* **SOURCE PASSAGE**:
◇ ◇ ◇
# what shrimp or other invertebrate can I put with bolivian rams



## jtilley (Mar 18, 2013)

The title says it all. The rams will hopefully breed at some point so I DON'T want something that will target fry or eggs. Maybe colorful? Must be pretty hard to kill, hardy. I was thinking maybe a cool snail... tried ghost shrimp in my community tank and they gradually disappeared so I had a bad shrimp experience. I mostly want it to eat algae. It MUST NOT eat my plants that are doing well. So if anything fits this let me know.


----------



## bostoneric (Sep 7, 2011)

Amanos are your shrimp of choice I'd say.


----------



## jtilley (Mar 18, 2013)

Ill look into them any other suggestions?


----------



## Knotyoureality (Aug 3, 2012)

The majority of snails would do well--malaysian trumpet, mystery, nerite, rams horns, etc. Nerites are pretty much my favorite for cleaning the glass and come in a pretty good variety of types, some incredibly colorful. 

I keep cherry shrimp with a German Blue Ram (or possibly vice versa--it's a community tank) but it's with the full knowledge that I'll be restocking the occasional adult as very very few shrimplets will make it to adulthood and, as their numbers fall, adults will increasingly be taken. I also have ghost shrimp in the same tank--but it's a toss up whether any particular fish at any particular time will figure out that tearing them apart works just as well as gobbling them down whole.


----------



## frankiefire702 (Dec 18, 2013)

I've kept amanos successfully with my bolivians. You may want to look into dwarf orange mexican crayfish also. They haven't harmed any fish or plants and look cool in the tank.


----------



## Soothing Shrimp (Nov 9, 2011)

Get the color of shrimp to match your substrate. If you have brown substrate, get chocolate cherries, etc. The camouflage helps quite a bit in the fish not seeing them.


----------



## jtilley (Mar 18, 2013)

What do snails do? My lfs usually has some kind or another in stock all the time.I don't know why but I just find snails less creepy than shrimp. So I'm leaning towards snails. If I get a big snail won't it be pretty much indestructible if it hides in its shell as far as fish messing with it?


----------



## Soothing Shrimp (Nov 9, 2011)

Depends on the fish. Antennae get nipped off, but if the fish is only opportunistic, it shouldn't be too bad depending on your params. Type of snail depends on temp, etc.
◇ ◇ ◇
* **WHAT THIS EXERCISE ASKS**:
A. In the forum thread about tankmates for Bolivian rams, what does Knotyoureality name as a favorite for cleaning the glass?
B. Please quote the Bolivian ram thread from "I've kept amanos" to "in the tank.".
C. Extend the forum thread on invertebrates for Bolivian rams, picking up after its final post.

* **MATERIAL SUPPLIED**:
◇ ◇ ◇
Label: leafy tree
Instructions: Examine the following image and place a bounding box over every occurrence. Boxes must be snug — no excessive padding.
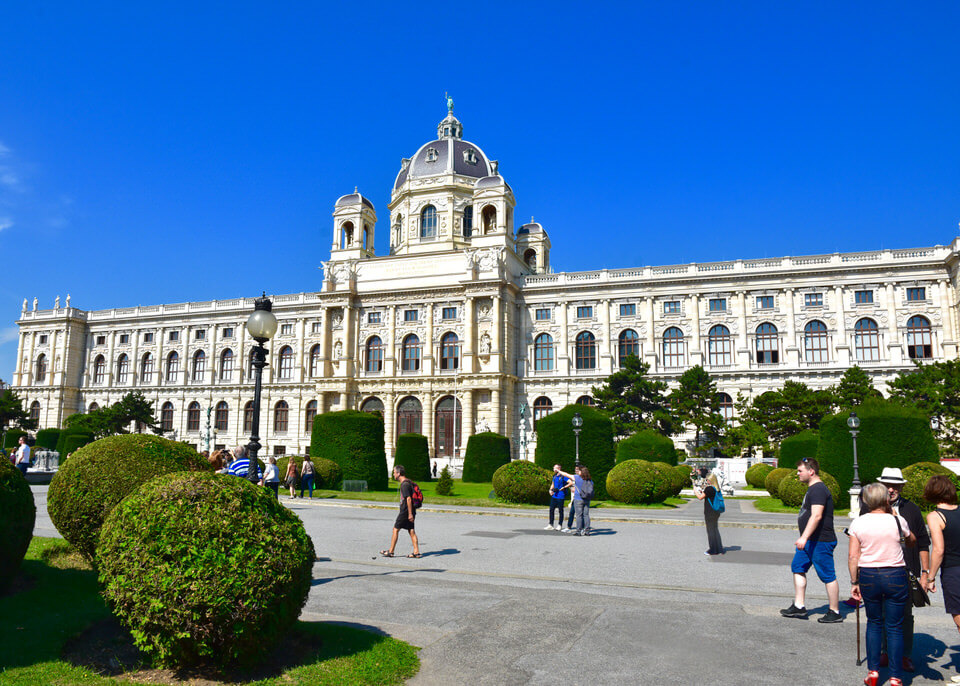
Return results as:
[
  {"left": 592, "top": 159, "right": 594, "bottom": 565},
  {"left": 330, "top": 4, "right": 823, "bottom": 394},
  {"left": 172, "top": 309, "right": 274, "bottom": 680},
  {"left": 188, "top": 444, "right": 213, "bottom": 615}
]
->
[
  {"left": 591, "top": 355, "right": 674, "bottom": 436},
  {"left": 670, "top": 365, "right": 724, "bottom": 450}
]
◇ ◇ ◇
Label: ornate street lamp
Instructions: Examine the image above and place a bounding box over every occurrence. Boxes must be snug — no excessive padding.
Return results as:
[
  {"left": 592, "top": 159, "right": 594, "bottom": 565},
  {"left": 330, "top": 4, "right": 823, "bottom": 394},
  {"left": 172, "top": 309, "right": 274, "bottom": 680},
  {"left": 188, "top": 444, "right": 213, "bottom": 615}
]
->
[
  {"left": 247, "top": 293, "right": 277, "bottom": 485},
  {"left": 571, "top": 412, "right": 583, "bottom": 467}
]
◇ ◇ ◇
* **ANSWERS FOR THIS EXERCISE**:
A. Nerite snails.

B.
I've kept amanos successfully with my bolivians. You may want to look into dwarf orange mexican crayfish also. They haven't harmed any fish or plants and look cool in the tank.

C.
As for the type of fish, as long as you don't have a snail eater (puffer, etc) they should be fine together.

How big are the fish? What are you looking at the snail to do? That will depend on the type of snail as well.


----------



## Soothing Shrimp (Nov 9, 2011)

"I mostly want it to eat algae. It MUST NOT eat my plants that are doing well."

I just noticed this in the description.

Nerites and ramshorns are great snails that eat algae. Amano shrimp, and Red Claw Shrimp will also eat some types of algae (Although red claw shrimp may be opportunistic with your fish as well.) Mystery snails, pond snails, bladder snails, etc won't really touch it. Shrimp in general won't touch algae for the most part either. They eat the food the algae produces.


----------



## jtilley (Mar 18, 2013)

I'm looking to exchange the fish I have now for a few Bolivian rams. It sounds like nerite and ramshorn are the way to go, thanks! Do you think this will work out ok?


----------



## Mourya dev (Nov 16, 2021)

bostoneric said:


> Amanos are your shrimp of choice I'd say.


Can we keep Bolivians with amanos?? I have a 300litre full planted setup.


----------



## Zoidburg (Mar 8, 2016)

Mourya dev said:


> Can we keep Bolivians with amanos?? I have a 300litre full planted setup.


It's recommended to keep larger shrimp with more peaceful fish. There are bamboo shrimp and vampire shrimp... but if the fish are known nippers of fins, then they aren't a good choice.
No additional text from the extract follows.